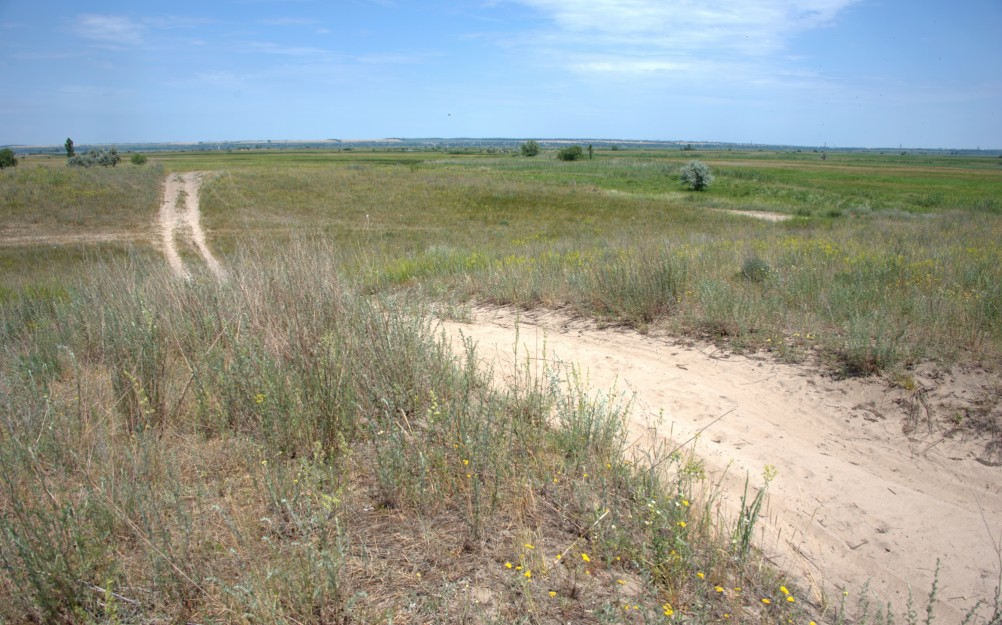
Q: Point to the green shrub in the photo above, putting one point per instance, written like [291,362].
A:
[756,269]
[102,157]
[529,148]
[7,158]
[695,175]
[571,152]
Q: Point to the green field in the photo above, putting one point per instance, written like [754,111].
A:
[295,445]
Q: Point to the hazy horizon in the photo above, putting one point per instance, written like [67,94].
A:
[851,73]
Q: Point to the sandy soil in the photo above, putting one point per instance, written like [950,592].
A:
[871,484]
[178,218]
[763,214]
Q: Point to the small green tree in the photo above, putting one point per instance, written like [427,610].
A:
[7,158]
[695,175]
[571,152]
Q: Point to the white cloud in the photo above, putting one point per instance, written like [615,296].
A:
[749,26]
[112,29]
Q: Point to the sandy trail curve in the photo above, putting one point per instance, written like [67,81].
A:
[178,218]
[855,498]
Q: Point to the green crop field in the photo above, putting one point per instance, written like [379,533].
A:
[296,445]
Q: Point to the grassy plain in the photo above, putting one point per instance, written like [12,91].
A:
[295,445]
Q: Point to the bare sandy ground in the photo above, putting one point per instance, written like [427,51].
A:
[763,214]
[871,485]
[179,216]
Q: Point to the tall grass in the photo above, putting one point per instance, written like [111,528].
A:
[279,449]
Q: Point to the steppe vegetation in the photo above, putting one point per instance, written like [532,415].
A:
[296,445]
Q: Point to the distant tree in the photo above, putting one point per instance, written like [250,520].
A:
[695,175]
[571,152]
[7,158]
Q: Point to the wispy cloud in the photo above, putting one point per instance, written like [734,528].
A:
[619,39]
[117,31]
[290,21]
[752,26]
[267,47]
[110,29]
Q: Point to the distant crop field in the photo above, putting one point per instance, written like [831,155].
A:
[286,438]
[885,259]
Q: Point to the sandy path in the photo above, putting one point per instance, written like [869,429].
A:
[177,218]
[856,498]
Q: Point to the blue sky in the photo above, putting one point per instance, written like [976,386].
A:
[869,73]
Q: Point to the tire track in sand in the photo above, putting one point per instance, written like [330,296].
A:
[179,216]
[856,499]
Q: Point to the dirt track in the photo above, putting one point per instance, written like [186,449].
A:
[177,217]
[856,498]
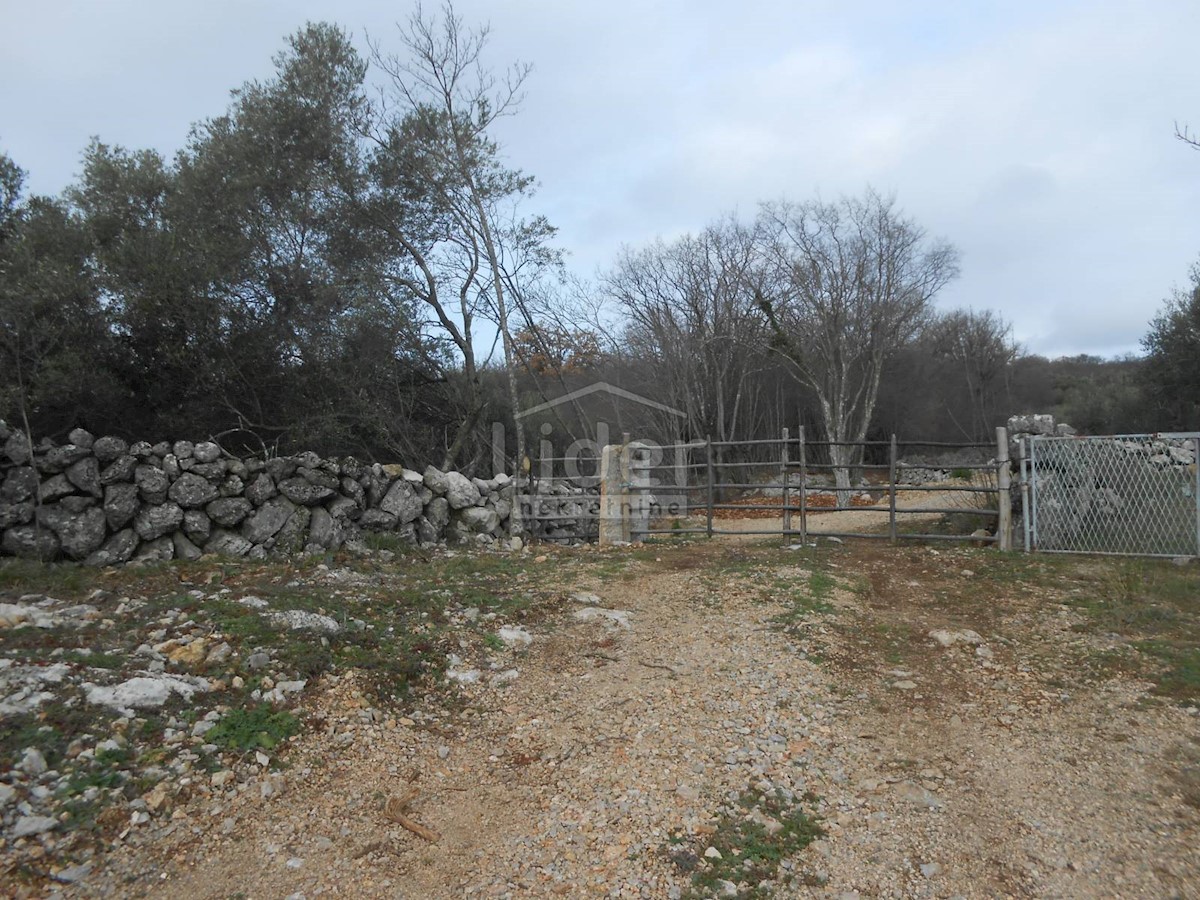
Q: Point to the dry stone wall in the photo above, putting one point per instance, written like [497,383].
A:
[103,501]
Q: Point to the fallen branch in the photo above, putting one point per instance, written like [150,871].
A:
[657,665]
[395,810]
[604,657]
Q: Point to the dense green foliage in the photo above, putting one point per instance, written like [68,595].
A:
[1173,358]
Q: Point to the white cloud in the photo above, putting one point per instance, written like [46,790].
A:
[1037,136]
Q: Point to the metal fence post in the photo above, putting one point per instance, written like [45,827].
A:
[1033,495]
[1195,466]
[708,459]
[1026,511]
[787,501]
[892,490]
[1003,484]
[804,489]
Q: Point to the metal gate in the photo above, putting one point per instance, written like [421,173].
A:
[1134,495]
[685,489]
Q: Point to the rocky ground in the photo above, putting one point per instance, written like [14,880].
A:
[703,719]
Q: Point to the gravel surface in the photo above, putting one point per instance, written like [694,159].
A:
[601,757]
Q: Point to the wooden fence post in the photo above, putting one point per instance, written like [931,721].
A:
[1003,481]
[804,490]
[786,496]
[708,459]
[892,491]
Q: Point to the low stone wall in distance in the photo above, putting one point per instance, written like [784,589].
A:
[103,501]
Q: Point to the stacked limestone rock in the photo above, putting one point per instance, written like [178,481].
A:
[103,501]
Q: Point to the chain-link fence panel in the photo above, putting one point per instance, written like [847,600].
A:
[1135,495]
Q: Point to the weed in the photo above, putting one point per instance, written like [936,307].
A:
[492,641]
[751,838]
[256,729]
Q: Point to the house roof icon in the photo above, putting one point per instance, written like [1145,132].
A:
[603,388]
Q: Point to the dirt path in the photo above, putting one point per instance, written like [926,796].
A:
[983,768]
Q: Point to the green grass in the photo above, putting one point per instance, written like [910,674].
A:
[750,852]
[255,729]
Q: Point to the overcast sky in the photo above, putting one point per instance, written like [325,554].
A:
[1036,136]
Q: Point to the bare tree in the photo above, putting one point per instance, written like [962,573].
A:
[453,102]
[1187,137]
[850,282]
[690,307]
[981,347]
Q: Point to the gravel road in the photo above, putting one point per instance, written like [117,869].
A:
[984,767]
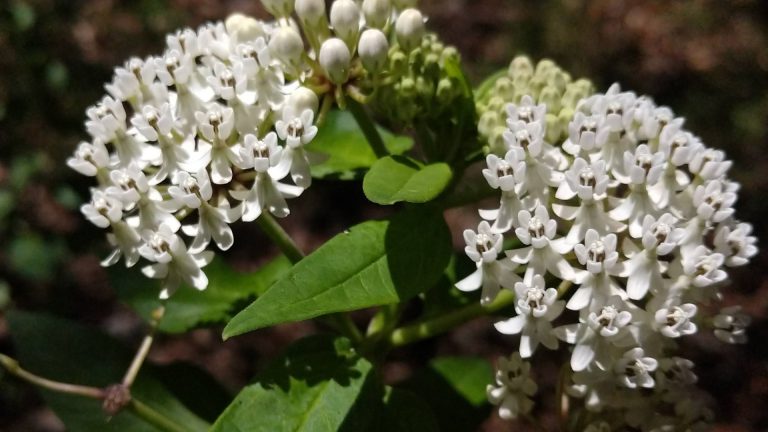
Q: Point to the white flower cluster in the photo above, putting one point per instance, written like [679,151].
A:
[210,131]
[634,212]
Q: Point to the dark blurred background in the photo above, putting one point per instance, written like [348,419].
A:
[706,59]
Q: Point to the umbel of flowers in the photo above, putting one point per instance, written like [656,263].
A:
[214,129]
[631,217]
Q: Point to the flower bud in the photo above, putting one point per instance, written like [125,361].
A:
[377,12]
[404,4]
[286,44]
[373,48]
[409,29]
[278,8]
[243,28]
[310,11]
[300,100]
[345,19]
[335,58]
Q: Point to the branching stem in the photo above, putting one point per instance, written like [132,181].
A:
[433,327]
[369,129]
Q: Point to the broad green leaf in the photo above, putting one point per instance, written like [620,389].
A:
[397,178]
[313,387]
[347,151]
[69,352]
[188,307]
[454,387]
[371,264]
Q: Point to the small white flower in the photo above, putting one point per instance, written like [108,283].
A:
[297,131]
[513,387]
[704,268]
[713,202]
[544,253]
[103,210]
[90,159]
[172,261]
[736,243]
[483,247]
[596,334]
[731,325]
[526,111]
[634,369]
[675,321]
[266,192]
[536,308]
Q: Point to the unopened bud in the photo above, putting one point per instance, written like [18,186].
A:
[286,44]
[335,58]
[345,19]
[445,90]
[243,28]
[373,48]
[278,8]
[404,4]
[300,100]
[377,12]
[311,11]
[409,29]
━━━
* _Instruction_: Repeat the listing above exactly, with no pictures.

* _Answer to the exercise_:
Q: Point to the green shrub in the photo above, putting one point per instance, written like [291,362].
A:
[756,269]
[102,157]
[529,148]
[7,158]
[695,175]
[571,152]
Q: Point to the green field in the photo above, putting one point per instance, written like [754,111].
A:
[295,445]
Q: Point to the hazy horizon in the photo above, putting one point per instance, written like [67,94].
A:
[851,73]
Q: Point to the sandy soil in the photo above, putting one point per instance, written like [950,592].
A:
[871,484]
[178,218]
[763,214]
Q: Point to the small green tree in the photo above, putting one point per instance, written like [427,610].
A:
[7,158]
[695,175]
[571,152]
Q: Point to the white cloud in the photo above, putting one point per instance, written like [615,296].
A:
[749,26]
[112,29]
Q: Point to the sandy trail curve in the photo above, putting one point per instance, written like [67,81].
A:
[178,218]
[855,498]
Q: Point to the green crop field in the photo above, putting one point per instance, written like [379,533].
A:
[296,445]
Q: Point to the grassy plain in the photo above, putting one point per instance, written like [12,91].
A:
[295,445]
Q: Point to the bare sandy ground in the photo above, putting one point per instance, written like [427,51].
A:
[763,214]
[871,485]
[179,216]
Q: Point to the tall grass in the photo above, putting one point per instance, written like [111,528].
A:
[279,449]
Q: Point to the steppe vegetation in the photo above, putting one point per instance, written like [532,415].
A:
[296,445]
Q: Point to the distant tree in the photo above, putting one point per instance, written like [250,520].
A:
[695,175]
[571,152]
[7,158]
Q: Point to the wispy cloud in the photo above, putting one point per instance, written like [734,528].
A:
[619,39]
[117,31]
[290,21]
[752,26]
[267,47]
[110,29]
Q: Point to the distant crop field in the photo above, putting one point per instance, written like [831,155].
A:
[286,438]
[885,259]
Q: Point to the sandy path in the photo above, putting one point per instance, written like [869,429].
A:
[177,218]
[856,498]
Q: Point to the blue sky in the photo above, putting one point per instance, written like [976,386].
A:
[869,73]
Q: Point to the tire track in sand in the photo above, putting one point per instance, written like [330,296].
A:
[179,216]
[856,499]
Q: Point to the dirt track in the photo above, putting one point per instance, written like [186,449].
A:
[177,217]
[856,498]
Q: Point to the dry stone wall in the photo above, putting one point per instance, written like [497,383].
A:
[103,501]
Q: Point to the fallen branch in the photo above, putting one point per instance, written like [150,871].
A:
[657,665]
[395,810]
[604,657]
Q: Point to the dense green foliage in the photo above, putting one point per instance, written like [68,595].
A:
[1173,358]
Q: Point to the white cloud in the photo above, putting one point per instance, written like [46,790].
A:
[1037,136]
Q: Point to the metal fence post in the photo above, putting one point per instance, written like [45,827].
A:
[1033,495]
[1195,466]
[708,459]
[1026,511]
[787,501]
[892,490]
[1003,484]
[804,489]
Q: Point to the metal gate in the photo above, putting one point per instance, written like [421,173].
A:
[1134,495]
[685,489]
Q: Point to the rocky ground in the photo above, putting one point per instance, written like [14,880].
A:
[703,719]
Q: Point to the gravel surface in the photo above, putting one point per instance, written like [694,159].
A:
[601,757]
Q: Point to the wooden fence post in the photo above, putting one point per instance, written like [931,721].
A:
[1003,481]
[804,490]
[786,496]
[708,459]
[892,491]
Q: Point to the low stone wall in distance in the photo above, putting one point per instance, written like [784,589].
A:
[103,501]
Q: Point to the stacked limestone rock in the photo above, putting one point per instance, written like [178,481].
A:
[103,501]
Q: Point to the chain-link fence panel in the photo above, putting one point per instance, written like [847,600].
A:
[1135,495]
Q: Point to the weed in the photo above, putting one point per instance, written like [936,307].
A:
[492,641]
[751,838]
[256,729]
Q: Point to the house roof icon in the photo above, putting one point per instance, written like [1145,132].
A:
[603,388]
Q: Point to the dirt path in the photo above, putting one point per instance, written like [926,796].
A:
[983,768]
Q: Point to the green grass in the photo above, putting one point per instance, written like [910,674].
A:
[750,852]
[255,729]
Q: Point to the overcast sky in the photo above, putting one point per instance, written like [325,554].
A:
[1036,136]
Q: Point to the bare tree in the photo above, putting one point per instance, written like [962,573].
A:
[453,102]
[1187,137]
[850,282]
[690,307]
[981,347]
Q: Point to the gravel road in the photo above, putting one point per instance, written like [117,869].
A:
[984,767]
Q: Point to the white flower cluster in the photo above, putting one point per instance, written like [679,151].
A:
[210,131]
[634,212]
Q: Point to the dark blurred background in the photo above, putting one point per instance, written like [348,419].
A:
[706,59]
Q: Point to the umbel of flowers in the photo above, putting one point per instance, written like [656,263].
A:
[214,129]
[631,217]
Q: Point to the flower bud in the photo above, putting one point per instance, written like [125,361].
A:
[377,12]
[404,4]
[286,44]
[373,48]
[409,29]
[278,8]
[243,28]
[310,11]
[300,100]
[345,19]
[335,58]
Q: Point to the branching stem in the photo above, putting one point per instance, written like [132,181].
A:
[433,327]
[369,129]
Q: Point to the broad green leaf in the photo above, putting one point per instance, written like [620,389].
A:
[397,178]
[313,387]
[347,151]
[69,352]
[188,307]
[454,387]
[371,264]
Q: Point to the small white flower in the photo above, putting one point per instance, written like [108,283].
A:
[297,131]
[513,387]
[704,268]
[713,202]
[544,253]
[103,210]
[90,159]
[172,261]
[736,243]
[483,247]
[596,334]
[731,325]
[526,111]
[634,369]
[675,321]
[266,192]
[536,308]
Q: Point to the unopened bud in the photo above, putting one point per instance, written like [18,186].
A:
[286,44]
[335,58]
[345,19]
[445,90]
[243,28]
[373,48]
[278,8]
[404,4]
[300,100]
[377,12]
[311,11]
[409,29]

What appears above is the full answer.